[Try it]
Starting with the line that contains "If you could pick out the lake", set down each line through the end of the entries below, exactly and with nothing added.

Dataset items:
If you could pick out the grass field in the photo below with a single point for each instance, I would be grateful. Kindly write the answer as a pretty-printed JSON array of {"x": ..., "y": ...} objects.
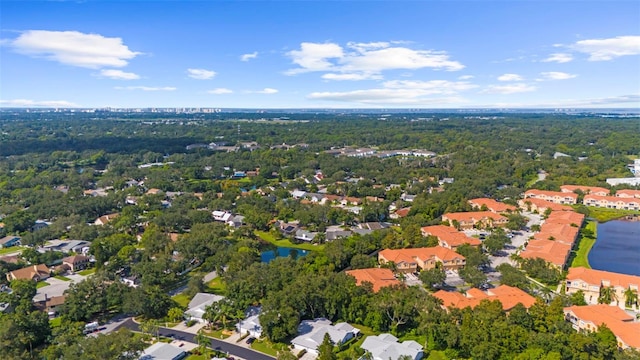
[
  {"x": 604, "y": 214},
  {"x": 182, "y": 300},
  {"x": 55, "y": 322},
  {"x": 11, "y": 249},
  {"x": 267, "y": 347},
  {"x": 87, "y": 272},
  {"x": 216, "y": 286},
  {"x": 585, "y": 245},
  {"x": 286, "y": 243}
]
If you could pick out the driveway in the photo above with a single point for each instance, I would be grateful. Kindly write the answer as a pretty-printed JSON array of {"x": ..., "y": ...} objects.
[
  {"x": 56, "y": 287},
  {"x": 232, "y": 349}
]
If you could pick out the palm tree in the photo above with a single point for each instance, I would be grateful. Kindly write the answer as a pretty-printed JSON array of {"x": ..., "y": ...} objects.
[
  {"x": 203, "y": 342},
  {"x": 607, "y": 295},
  {"x": 631, "y": 297}
]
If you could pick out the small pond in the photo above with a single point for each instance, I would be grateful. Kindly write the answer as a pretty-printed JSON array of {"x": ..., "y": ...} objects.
[
  {"x": 269, "y": 255},
  {"x": 617, "y": 248}
]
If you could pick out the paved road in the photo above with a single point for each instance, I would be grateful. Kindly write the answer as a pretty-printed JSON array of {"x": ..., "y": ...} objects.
[{"x": 215, "y": 344}]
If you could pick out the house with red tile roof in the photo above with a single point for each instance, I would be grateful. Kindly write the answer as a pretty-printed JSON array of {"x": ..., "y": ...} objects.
[
  {"x": 378, "y": 277},
  {"x": 76, "y": 262},
  {"x": 449, "y": 237},
  {"x": 553, "y": 252},
  {"x": 593, "y": 190},
  {"x": 557, "y": 197},
  {"x": 508, "y": 296},
  {"x": 491, "y": 205},
  {"x": 627, "y": 193},
  {"x": 612, "y": 202},
  {"x": 591, "y": 281},
  {"x": 478, "y": 219},
  {"x": 591, "y": 317},
  {"x": 102, "y": 220},
  {"x": 31, "y": 272},
  {"x": 541, "y": 206},
  {"x": 413, "y": 260}
]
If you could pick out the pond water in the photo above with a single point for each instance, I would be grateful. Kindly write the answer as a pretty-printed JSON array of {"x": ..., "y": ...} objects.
[
  {"x": 267, "y": 256},
  {"x": 617, "y": 247}
]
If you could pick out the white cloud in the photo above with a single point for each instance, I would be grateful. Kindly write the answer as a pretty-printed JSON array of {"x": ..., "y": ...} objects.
[
  {"x": 383, "y": 97},
  {"x": 365, "y": 58},
  {"x": 220, "y": 91},
  {"x": 267, "y": 91},
  {"x": 74, "y": 48},
  {"x": 608, "y": 49},
  {"x": 402, "y": 92},
  {"x": 430, "y": 87},
  {"x": 509, "y": 89},
  {"x": 351, "y": 76},
  {"x": 247, "y": 57},
  {"x": 118, "y": 74},
  {"x": 314, "y": 57},
  {"x": 510, "y": 77},
  {"x": 37, "y": 103},
  {"x": 559, "y": 58},
  {"x": 146, "y": 88},
  {"x": 556, "y": 75},
  {"x": 201, "y": 74}
]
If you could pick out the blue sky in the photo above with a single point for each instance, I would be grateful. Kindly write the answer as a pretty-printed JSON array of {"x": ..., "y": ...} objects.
[{"x": 306, "y": 54}]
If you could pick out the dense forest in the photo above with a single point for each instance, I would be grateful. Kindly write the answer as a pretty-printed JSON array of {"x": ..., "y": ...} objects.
[{"x": 50, "y": 160}]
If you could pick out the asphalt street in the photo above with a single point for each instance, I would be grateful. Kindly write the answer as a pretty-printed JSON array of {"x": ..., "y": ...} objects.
[{"x": 215, "y": 344}]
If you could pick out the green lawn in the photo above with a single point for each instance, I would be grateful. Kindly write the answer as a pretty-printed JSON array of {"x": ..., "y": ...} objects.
[
  {"x": 87, "y": 272},
  {"x": 182, "y": 300},
  {"x": 286, "y": 243},
  {"x": 267, "y": 347},
  {"x": 604, "y": 214},
  {"x": 584, "y": 246},
  {"x": 216, "y": 286},
  {"x": 11, "y": 249},
  {"x": 55, "y": 322}
]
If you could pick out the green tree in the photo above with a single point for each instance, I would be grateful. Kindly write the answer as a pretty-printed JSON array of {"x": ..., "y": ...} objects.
[{"x": 325, "y": 349}]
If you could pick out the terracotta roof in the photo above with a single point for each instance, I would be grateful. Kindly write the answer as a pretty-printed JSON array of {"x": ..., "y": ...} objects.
[
  {"x": 559, "y": 232},
  {"x": 410, "y": 255},
  {"x": 473, "y": 216},
  {"x": 29, "y": 272},
  {"x": 628, "y": 193},
  {"x": 584, "y": 189},
  {"x": 565, "y": 217},
  {"x": 536, "y": 192},
  {"x": 449, "y": 235},
  {"x": 551, "y": 251},
  {"x": 612, "y": 199},
  {"x": 507, "y": 295},
  {"x": 492, "y": 205},
  {"x": 596, "y": 277},
  {"x": 616, "y": 319},
  {"x": 544, "y": 204},
  {"x": 403, "y": 212},
  {"x": 379, "y": 277}
]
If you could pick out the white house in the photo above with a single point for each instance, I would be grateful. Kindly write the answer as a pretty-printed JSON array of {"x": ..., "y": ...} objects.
[
  {"x": 311, "y": 333},
  {"x": 386, "y": 346},
  {"x": 251, "y": 324},
  {"x": 223, "y": 216},
  {"x": 163, "y": 351},
  {"x": 198, "y": 304}
]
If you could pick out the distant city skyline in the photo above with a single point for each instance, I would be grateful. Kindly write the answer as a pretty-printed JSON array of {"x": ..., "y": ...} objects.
[{"x": 307, "y": 54}]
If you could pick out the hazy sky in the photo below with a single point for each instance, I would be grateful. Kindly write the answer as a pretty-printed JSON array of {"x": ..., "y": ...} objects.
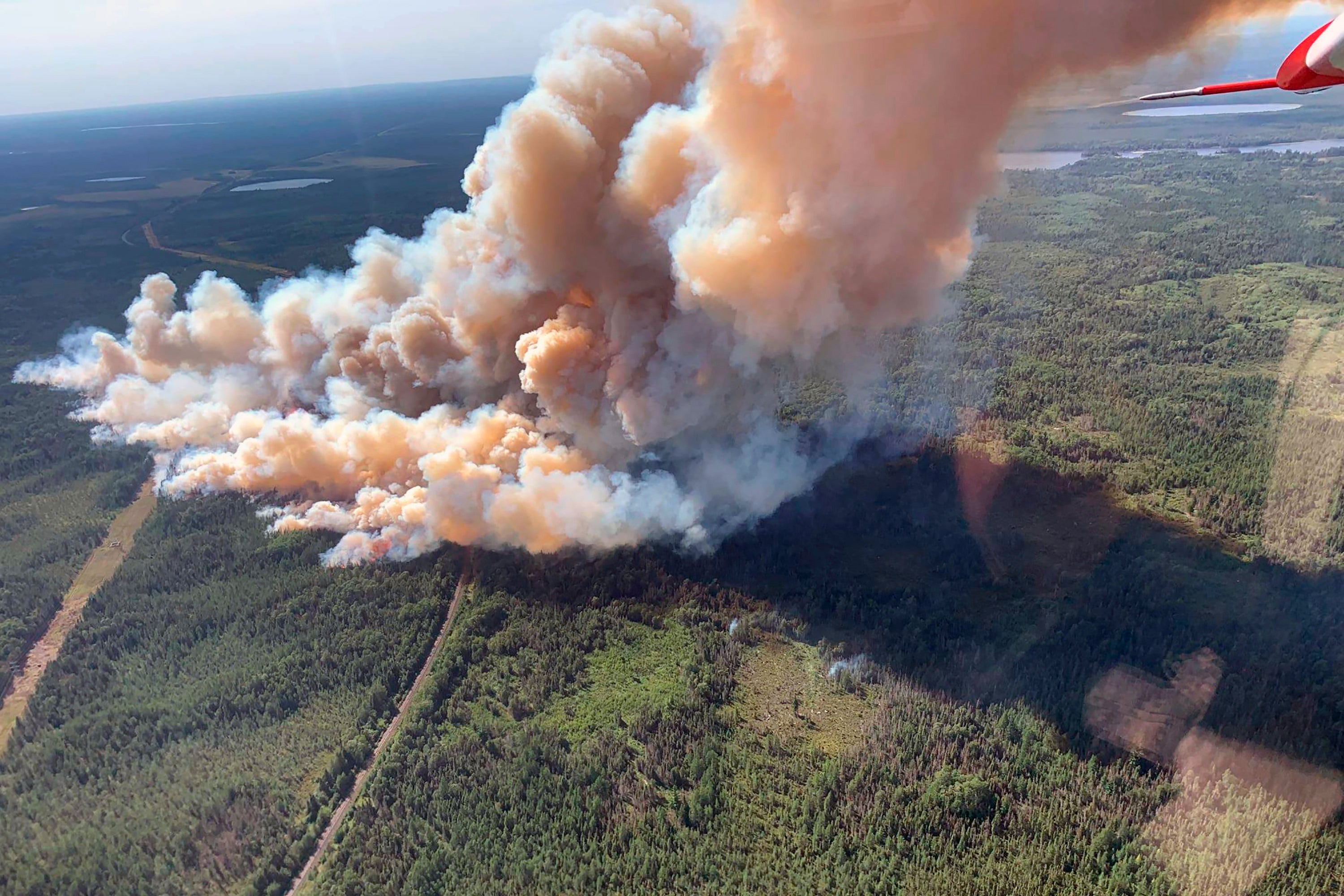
[{"x": 81, "y": 54}]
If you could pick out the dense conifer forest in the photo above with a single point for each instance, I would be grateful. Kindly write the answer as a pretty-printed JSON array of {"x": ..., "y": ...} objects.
[{"x": 1120, "y": 449}]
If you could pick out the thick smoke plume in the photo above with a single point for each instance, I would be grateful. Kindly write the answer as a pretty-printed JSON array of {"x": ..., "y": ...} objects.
[{"x": 590, "y": 354}]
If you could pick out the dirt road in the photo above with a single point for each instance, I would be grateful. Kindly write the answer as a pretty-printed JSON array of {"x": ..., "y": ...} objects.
[
  {"x": 100, "y": 566},
  {"x": 152, "y": 238},
  {"x": 339, "y": 816}
]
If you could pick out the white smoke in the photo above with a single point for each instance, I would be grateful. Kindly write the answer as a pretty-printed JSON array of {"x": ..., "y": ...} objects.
[{"x": 663, "y": 229}]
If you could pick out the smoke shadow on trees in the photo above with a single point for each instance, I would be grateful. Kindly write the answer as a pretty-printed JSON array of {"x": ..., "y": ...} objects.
[{"x": 1007, "y": 583}]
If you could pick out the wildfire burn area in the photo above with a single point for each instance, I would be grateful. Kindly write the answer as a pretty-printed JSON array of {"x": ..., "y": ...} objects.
[{"x": 1121, "y": 362}]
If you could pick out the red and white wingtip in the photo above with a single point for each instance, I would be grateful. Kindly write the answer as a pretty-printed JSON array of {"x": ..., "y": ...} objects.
[
  {"x": 1318, "y": 64},
  {"x": 1210, "y": 90}
]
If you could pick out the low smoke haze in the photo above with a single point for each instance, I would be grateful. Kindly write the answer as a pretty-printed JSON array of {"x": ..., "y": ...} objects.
[
  {"x": 674, "y": 225},
  {"x": 84, "y": 54}
]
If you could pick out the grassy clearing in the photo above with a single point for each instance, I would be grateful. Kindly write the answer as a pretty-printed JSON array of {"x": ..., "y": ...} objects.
[
  {"x": 183, "y": 189},
  {"x": 784, "y": 691},
  {"x": 642, "y": 672},
  {"x": 1310, "y": 454},
  {"x": 100, "y": 567}
]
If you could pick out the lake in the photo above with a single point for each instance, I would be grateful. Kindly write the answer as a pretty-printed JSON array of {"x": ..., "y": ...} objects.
[
  {"x": 1065, "y": 158},
  {"x": 299, "y": 183},
  {"x": 1236, "y": 109}
]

[Your solution]
If you could pick out the lake in the photo above with a single point for each instance, I would be grateful. Kindly write the answer as a pretty-printed JSON array of {"x": ..., "y": ...} objects.
[
  {"x": 1065, "y": 158},
  {"x": 299, "y": 183},
  {"x": 1236, "y": 109}
]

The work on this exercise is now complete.